**Extracted text:**
-- Start --

Orange-Osceola State Attorney Monique Worrell has once again been credibly accused of treating a child molester with kid gloves.

Worrell, a Democrat prosecutor who was first elected to office in 2021, is a Soros-funded leftist who’s repeatedly been caught treating dangerous criminals with kid gloves:

Her latest mishandling of crime involves a longtime child molester named Peter Washington.

According to Florida Attorney General James Uthmeier, a Republican, Washington was convicted of attempting to rape a child under 12 in 1995. He was arrested again for molesting a child over the age of 12 in 2023.

For his second offense, he faced up to 27 years in prison. Yet Worrell decided to pursue a paltry sentence of just 15 years of probation instead.

Uthmeier has been on Worrell’s case for a while now — and rightly so, it appears. Earlier this week, he drew attention to another case involving her.

This time around, she drastically reduced the charges being faced by a man who’d opened fire on his ex-girlfriend 12 times while she was in the drive-through at a fast-food restaurant.

“In defiance of the Florida Legislature, she allowed Alain Barrett to escape mandatory minimum sentences after he shot at his ex-girlfriend twelve times in an attempt to murder her,” Uthmeier explained in a tweet. “Thanks to her, he will likely spend less than 10 years behind bars.”

-- End --

**Dataset excerpt:**

-- Start --

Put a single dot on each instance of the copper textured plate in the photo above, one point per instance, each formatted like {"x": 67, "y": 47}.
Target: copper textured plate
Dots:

-- End --

Please continue the article about State Attorney Monique Worrell from its last sentence, not the material.

**Answer to this problem:**
“This was first-degree attempted murder, but State Attorney Worrell pled it down to a second-degree offense without a firearm,” Uthmeier added in the video above. “She waived the mandatory minimums in the case.”

Earlier this fall, Uthmeier also demanded that Worrell explain why she’d handed out light sentences in several other cases involving children.

One case involved a 61-year-old man accused of masturbating in front of children at a public park, and the other case involved a man who shared videos of the rape of infants and toddlers.

“These dismissals lacked sufficient legal justification, exhibit gross abuses of discretion, pose serious threats to public safety, and undermine the public’s confidence in the administration of justice,” Uthmeier wrote to Worrell in a letter last month.

Worrell subsequently sought to defend her decision in the masturbation case.

“All things that are wrong are not illegal,” she said during a press conference. “And I’m not standing before you today telling you that what happened in that park was wrong. But I am standing before you today telling you that I trust the word of the attorney who was assigned to this case when he said, ‘Although those actions were wrong, he could not prove beyond a reasonable doubt that they were illegal.’”

Uthmeier didn’t buy the excuse:

In a statement made to Florida’s Voice, Worrell called Uthmeier’s criticisms a “predicable pattern meant to undermine trust in law enforcement and build another political witch hunt to overturn the will of the voters who overwhelmingly re-elected me back into office.”

“If the Attorney General does not like the law as written, he should take those concerns to the legislature and stop wasting taxpayer resources on baseless political attacks and attempts to interfere with this office,” she added.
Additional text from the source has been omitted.